## Begin Passage provided
I have been reading The Incomparable Game by the wonderful England cricketer Colin Cowdrey, and in it he tells an amusing story about Don Bradman, commencing with observations made when the then 15-year-old Cowdrey was watching Bradman’s last innings, in 1948, at Lord’s:

As fast as any Englishman in that period of no fast bowlers was, I suppose, Bill Edrich. Sitting at Lord’s watching him on the occasion of Bradman’s last innings on the ground, I was filled with that sense of awe that comes to every schoolboy when he sees a bowler he considers fast enough to be fearsome. Edrich, aggressive, fit, terribly busy in his run up, made me think then that it would be impossible for me to play in his class of cricket. He would have been too fast for me and I would never have seen the ball. He frightened me to death just to watch him run up.

This respect was transferred fairly quickly once Bradman got to the wicket and began to compile what everyone said was a typical hundred. The sight of him that sticks in my memory is of his counter to an Edrich bouncer. I don’t know whether he picked up a message from the bowler’s run up, but he took two little skipping steps away from the stumps and with a horizontal bat lathered the ball down the wicket so that it pitched almost at Edrich’s feet on his follow through and caused him to shuffle out of the way like a dan­cer. Then the ball took off past the umpire like a Bobby Locke low wedge shot and bounced back off the sightscreen at the Nursery End.

That stroke has remained in my memory like a photograph. It tells me everything I want to know about Bradman.

I have only once seen a batsman in First Class cricket playing the “straight pull” — flat-batting a bouncer back at the bowler and endangering his and the umpire’s health. That was the great South African Barry Richards, then playing for South Australia against WA in the Sheffield Shield. Facing bowlers of the caliber and pace of Graham McKenzie and Dennis Lillee, Richards had four options with the short ball coming at his head, and he used them all. He could step away and cut it, flat bat it back past the bowler, pull it through mid-wicket or square leg, or hook it over fine leg. I had never seen such cool mastery.
## End Passage provided
## Begin Supplied material
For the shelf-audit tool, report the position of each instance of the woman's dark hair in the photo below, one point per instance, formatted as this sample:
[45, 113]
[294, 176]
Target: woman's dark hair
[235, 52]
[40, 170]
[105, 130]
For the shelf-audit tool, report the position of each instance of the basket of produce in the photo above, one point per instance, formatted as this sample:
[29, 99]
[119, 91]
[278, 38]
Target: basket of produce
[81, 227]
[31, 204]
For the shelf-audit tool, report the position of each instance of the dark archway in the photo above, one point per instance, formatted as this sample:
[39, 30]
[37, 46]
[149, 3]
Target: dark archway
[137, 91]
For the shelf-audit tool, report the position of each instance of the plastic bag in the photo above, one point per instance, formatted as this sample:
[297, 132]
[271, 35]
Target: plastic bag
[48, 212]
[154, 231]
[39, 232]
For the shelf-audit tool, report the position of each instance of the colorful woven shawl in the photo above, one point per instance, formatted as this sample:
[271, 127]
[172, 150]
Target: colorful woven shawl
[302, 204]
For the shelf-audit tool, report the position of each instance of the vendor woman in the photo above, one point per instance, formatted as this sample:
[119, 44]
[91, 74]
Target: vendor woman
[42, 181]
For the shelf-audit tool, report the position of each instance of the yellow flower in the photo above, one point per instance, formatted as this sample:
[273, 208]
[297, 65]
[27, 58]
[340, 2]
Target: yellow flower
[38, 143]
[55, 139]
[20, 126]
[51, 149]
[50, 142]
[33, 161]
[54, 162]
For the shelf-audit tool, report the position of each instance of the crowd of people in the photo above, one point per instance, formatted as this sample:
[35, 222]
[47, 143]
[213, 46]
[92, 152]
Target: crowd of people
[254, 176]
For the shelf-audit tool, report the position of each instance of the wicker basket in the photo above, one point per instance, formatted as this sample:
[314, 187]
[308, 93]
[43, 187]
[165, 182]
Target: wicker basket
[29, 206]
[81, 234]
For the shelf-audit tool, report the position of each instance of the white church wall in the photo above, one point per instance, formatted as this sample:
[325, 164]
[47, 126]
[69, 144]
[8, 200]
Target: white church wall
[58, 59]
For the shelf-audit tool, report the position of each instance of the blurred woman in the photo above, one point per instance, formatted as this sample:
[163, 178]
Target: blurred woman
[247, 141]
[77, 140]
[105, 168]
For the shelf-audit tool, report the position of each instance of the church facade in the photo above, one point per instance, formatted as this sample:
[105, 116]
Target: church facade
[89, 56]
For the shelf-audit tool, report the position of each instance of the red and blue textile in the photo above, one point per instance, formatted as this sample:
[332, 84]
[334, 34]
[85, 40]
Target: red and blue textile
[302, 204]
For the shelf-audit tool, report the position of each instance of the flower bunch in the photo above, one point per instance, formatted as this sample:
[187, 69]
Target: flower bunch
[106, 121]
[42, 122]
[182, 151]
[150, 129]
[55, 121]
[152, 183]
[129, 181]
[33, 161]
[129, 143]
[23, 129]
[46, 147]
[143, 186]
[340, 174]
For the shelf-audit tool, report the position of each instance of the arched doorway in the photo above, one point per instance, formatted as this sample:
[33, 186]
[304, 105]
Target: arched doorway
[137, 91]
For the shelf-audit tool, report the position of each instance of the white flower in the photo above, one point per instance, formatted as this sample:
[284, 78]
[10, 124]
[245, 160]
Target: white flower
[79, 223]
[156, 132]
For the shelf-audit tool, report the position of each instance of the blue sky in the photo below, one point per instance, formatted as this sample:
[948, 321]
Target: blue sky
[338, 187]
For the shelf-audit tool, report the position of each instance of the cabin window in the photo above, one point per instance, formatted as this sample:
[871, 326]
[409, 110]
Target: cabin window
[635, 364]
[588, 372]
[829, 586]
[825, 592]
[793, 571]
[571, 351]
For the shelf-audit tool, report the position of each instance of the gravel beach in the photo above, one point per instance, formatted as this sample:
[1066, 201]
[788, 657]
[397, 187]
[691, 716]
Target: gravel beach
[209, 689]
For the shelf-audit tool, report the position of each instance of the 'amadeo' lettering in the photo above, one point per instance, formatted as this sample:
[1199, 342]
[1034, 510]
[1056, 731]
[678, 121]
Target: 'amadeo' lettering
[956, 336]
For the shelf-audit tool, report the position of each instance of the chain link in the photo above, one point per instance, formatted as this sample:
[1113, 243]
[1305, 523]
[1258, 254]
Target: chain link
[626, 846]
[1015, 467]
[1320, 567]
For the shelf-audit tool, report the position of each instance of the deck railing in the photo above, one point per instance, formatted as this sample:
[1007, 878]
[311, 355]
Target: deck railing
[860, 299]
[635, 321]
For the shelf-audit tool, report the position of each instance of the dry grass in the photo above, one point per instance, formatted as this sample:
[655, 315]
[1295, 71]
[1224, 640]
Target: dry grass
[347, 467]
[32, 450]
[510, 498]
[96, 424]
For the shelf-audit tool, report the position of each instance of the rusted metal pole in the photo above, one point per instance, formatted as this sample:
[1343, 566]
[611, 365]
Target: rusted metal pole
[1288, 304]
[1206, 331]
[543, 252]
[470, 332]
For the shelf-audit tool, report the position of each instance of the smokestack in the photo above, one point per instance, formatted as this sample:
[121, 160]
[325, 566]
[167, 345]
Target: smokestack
## End Supplied material
Job 1 – State whether each statement agrees with the cricket passage, answering yes or no and quoting the words of the passage that decide it: (a) Cowdrey was fifteen when he watched Bradman's last innings at Lord's; (b) the ball from Bradman's stroke off Edrich bounced back off the sightscreen at the Pavilion End; (c) Barry Richards was playing for Western Australia when the writer saw him.
Job 2 – Pick up the cricket passage after its last sentence and continue it.
The listing is not needed for anything asked here.

Task answer 1 –
(a) Yes: "the then 15-year-old Cowdrey was watching Bradman’s last innings, in 1948, at Lord’s"
(b) No: "bounced back off the sightscreen at the Nursery End"
(c) No: "then playing for South Australia against WA in the Sheffield Shield"

Task answer 2 –
See also: Reflections on Bradman’s career and character

But back to The Don. I never saw Bradman bat, but my impression from the cricket literature is that he was more an accumulator of runs than a master blaster.  He would effortlessly keep the scoreboard ticking over with ones, twos and threes. Until I read Colin Cowdrey’s book I had not realised that he was also a magnificent hooker when the occasion arose. Cowdrey goes on:

I know that when they say he murdered even the best fast bowlers with his hook that it was true. I know also that it must be true when they claim that he was the greatest hooker the game has known.

There is a story of Bradman’s hooking which is now listed in the history of Kent as another example of man’s inhumanity to man. The victim was Fred Ridgway, the county’s fast bowler who had never seen The Don bat.

So, at Canterbury in 1948, as Bradman [then aged 40] walked out to take guard, Godfrey Evans and Les Ames, two men whose combined knowledge of Bradman went back nearly twenty years, decided to give Fred some tactical advice.

“He’s got a reputation as a hooker,” said Evans, “but when you get to forty it’s a different business.” Turning to Ames he said: “You used to hook a bit, Les, didn’t you, but you had to give it away.” Ames nodded agreement.

“Give him a couple of good-length ones around the off-stump,” advised Evans, “and then give him the bouncer third ball. You’ll get him caught at short-leg.”

Ridgway gave the third ball everything. So did Bradman. It pitched among the hydrangeas in front of the Mayor’s enclosure, scattering the official party, skimmed past two waiters and bounced off the back wall of the tent.

I would have liked to have seen that.

I am reminded of a story my father once told me from his days as an international agricultural scientist. He was in his 30s at the time, at a meeting in India somewhere, and it was during the Bradman era.  A cricket match was arranged, as so often happened in India, no excuse being needed. My father was no batsman, but on the strength of his being an Australian, and therefore Bradman-like, he was selected, and not just to play, but to open the innings.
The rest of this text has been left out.